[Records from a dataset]
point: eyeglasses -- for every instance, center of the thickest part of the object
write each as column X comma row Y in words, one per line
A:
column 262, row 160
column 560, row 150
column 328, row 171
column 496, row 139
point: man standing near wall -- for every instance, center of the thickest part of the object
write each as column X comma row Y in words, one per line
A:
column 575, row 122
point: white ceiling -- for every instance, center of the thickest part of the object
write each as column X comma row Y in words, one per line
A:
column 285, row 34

**What you will do:** The entries above must each be repeated exactly.

**Reply to the exercise:**
point: eyeglasses -- for every instance, center of the thickest part of the object
write each as column X comma row Y in words, one per line
A:
column 262, row 160
column 560, row 150
column 328, row 171
column 496, row 139
point: man standing near wall -- for every instance, center of the thickest part of the object
write each as column X comma row Y in words, one per line
A:
column 575, row 122
point: white ceiling -- for every instance, center of the thickest part of the object
write each as column X comma row Y in words, one per line
A:
column 285, row 34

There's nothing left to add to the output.